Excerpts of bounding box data
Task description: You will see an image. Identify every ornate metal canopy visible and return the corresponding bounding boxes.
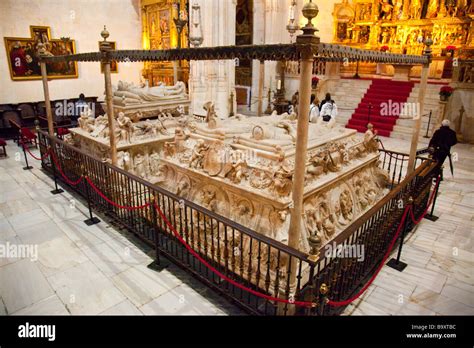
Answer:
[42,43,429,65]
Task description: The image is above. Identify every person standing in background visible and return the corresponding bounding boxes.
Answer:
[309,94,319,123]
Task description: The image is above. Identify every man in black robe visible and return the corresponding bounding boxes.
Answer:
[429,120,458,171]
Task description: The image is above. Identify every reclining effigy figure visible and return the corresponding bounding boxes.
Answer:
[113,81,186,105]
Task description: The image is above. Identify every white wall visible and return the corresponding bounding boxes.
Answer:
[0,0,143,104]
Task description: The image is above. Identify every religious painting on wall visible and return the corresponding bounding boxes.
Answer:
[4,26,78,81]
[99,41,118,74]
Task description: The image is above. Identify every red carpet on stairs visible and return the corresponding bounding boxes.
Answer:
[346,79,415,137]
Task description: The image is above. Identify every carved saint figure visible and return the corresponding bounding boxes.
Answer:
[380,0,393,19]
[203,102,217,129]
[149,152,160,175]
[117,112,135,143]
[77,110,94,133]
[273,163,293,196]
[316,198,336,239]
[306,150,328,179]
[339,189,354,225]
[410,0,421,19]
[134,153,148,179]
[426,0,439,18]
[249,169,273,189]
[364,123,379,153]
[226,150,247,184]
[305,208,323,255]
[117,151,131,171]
==
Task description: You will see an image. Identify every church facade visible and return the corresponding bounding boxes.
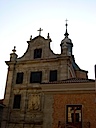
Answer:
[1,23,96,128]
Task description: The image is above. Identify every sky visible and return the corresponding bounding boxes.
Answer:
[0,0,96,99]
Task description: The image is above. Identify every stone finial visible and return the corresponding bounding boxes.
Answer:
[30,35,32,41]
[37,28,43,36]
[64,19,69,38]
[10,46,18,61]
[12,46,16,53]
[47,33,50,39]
--
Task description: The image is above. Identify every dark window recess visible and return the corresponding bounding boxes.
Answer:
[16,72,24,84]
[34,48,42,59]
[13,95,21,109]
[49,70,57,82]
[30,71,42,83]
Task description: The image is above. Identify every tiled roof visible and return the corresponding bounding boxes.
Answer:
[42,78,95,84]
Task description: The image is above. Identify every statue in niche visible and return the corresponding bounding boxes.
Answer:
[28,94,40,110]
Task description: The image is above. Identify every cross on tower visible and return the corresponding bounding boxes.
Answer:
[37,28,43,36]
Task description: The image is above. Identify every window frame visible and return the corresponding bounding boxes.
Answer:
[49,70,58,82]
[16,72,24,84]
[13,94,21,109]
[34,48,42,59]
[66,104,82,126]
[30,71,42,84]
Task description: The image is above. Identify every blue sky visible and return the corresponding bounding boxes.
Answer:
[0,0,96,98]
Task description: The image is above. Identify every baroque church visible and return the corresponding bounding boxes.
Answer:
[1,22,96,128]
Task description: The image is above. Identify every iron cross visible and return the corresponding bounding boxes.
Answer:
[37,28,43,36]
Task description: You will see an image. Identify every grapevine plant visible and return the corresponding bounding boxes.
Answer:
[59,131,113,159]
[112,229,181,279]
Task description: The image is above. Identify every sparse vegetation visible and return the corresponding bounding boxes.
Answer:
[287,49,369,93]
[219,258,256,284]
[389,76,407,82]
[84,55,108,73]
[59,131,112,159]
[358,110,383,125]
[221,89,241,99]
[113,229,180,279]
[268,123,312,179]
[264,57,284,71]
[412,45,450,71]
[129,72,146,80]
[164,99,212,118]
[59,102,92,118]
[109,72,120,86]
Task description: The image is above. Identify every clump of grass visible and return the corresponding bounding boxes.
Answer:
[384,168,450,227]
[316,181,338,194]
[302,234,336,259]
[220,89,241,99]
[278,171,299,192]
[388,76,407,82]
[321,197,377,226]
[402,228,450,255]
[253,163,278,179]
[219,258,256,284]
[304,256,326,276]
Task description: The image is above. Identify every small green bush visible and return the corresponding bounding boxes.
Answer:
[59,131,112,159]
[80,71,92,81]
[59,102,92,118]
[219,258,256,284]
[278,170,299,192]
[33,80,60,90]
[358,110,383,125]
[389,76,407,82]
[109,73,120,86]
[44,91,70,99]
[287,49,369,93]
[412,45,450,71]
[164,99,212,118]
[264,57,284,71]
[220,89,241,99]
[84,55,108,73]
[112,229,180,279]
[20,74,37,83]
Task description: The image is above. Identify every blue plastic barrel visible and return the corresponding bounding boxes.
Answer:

■ The exercise ■
Copy out the lines of the material between the one containing "Task description: You will see an image. Identify every ornate" and the one containing "[117,151,131,171]", both included, and leave out the pictures.

■ Completed task ■
Task description: You will see an image. Identify every ornate metal canopy visible and return the corresponding bounding boxes.
Answer:
[42,43,429,65]
Task description: The image is above. Identify every person standing in background visible and return the corresponding bounding boxes.
Answer:
[309,94,319,123]
Task description: The image is above. Identify every man in black robe visible and return the corresponding bounding boxes.
Answer:
[429,120,458,171]
Task description: The image is above. Identify every reclining effigy figure visible and return the corresponding bounding boxes.
Answer:
[113,81,186,105]
Task description: The image is above. Identify every white wall visible and return the corresponding bounding boxes.
Answer:
[0,0,143,104]
Task description: The image is above. Identify every religious painting on wall visible and return the corresponding bounding boxes.
Answer:
[4,26,78,81]
[99,41,118,74]
Task description: The image is above. Identify every red carpet on stairs visible and return the corresponding bounding boxes.
Answer:
[346,79,415,137]
Task description: The image is above. Identify every carved saint figure visible and return the corresponding bounding boxes.
Answer:
[380,0,393,19]
[203,102,217,129]
[149,152,160,175]
[117,112,135,143]
[77,110,94,133]
[273,163,293,196]
[316,198,336,239]
[306,150,328,179]
[339,189,354,225]
[410,0,421,19]
[134,153,148,179]
[426,0,439,18]
[249,169,273,189]
[364,123,379,153]
[226,150,247,184]
[305,208,323,255]
[117,151,131,171]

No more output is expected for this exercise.